- Opening Delimiter -

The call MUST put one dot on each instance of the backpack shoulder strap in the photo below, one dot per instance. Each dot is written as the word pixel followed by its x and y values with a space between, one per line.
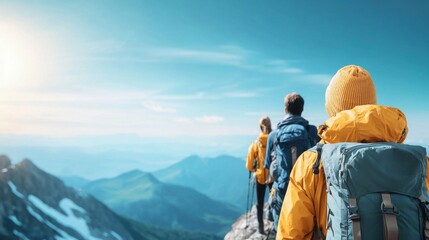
pixel 318 150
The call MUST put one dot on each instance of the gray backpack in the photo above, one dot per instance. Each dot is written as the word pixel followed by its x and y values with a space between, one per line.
pixel 375 190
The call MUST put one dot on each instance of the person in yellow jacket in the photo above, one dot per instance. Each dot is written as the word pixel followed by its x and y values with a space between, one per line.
pixel 350 102
pixel 255 163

- Closing Delimiter -

* **WHAT THE TASK ASKS**
Your answer should be the lines from the one containing "of the gray" to the end of the entries above, restated exactly and alone.

* **SOLUTION TO THE EXERCISE**
The call MUST put one dot on each instance of the gray backpack in the photo above, one dot per instance. Each dot is written as the word pixel followed by its x and y values with a space between, one per line.
pixel 375 190
The call MUST put one dot on each instance of the person in yellow jacket in the photo above, one dot per instance. Each dot is written as the word pixel followed by its x and y values with a space between, one per line.
pixel 350 102
pixel 255 163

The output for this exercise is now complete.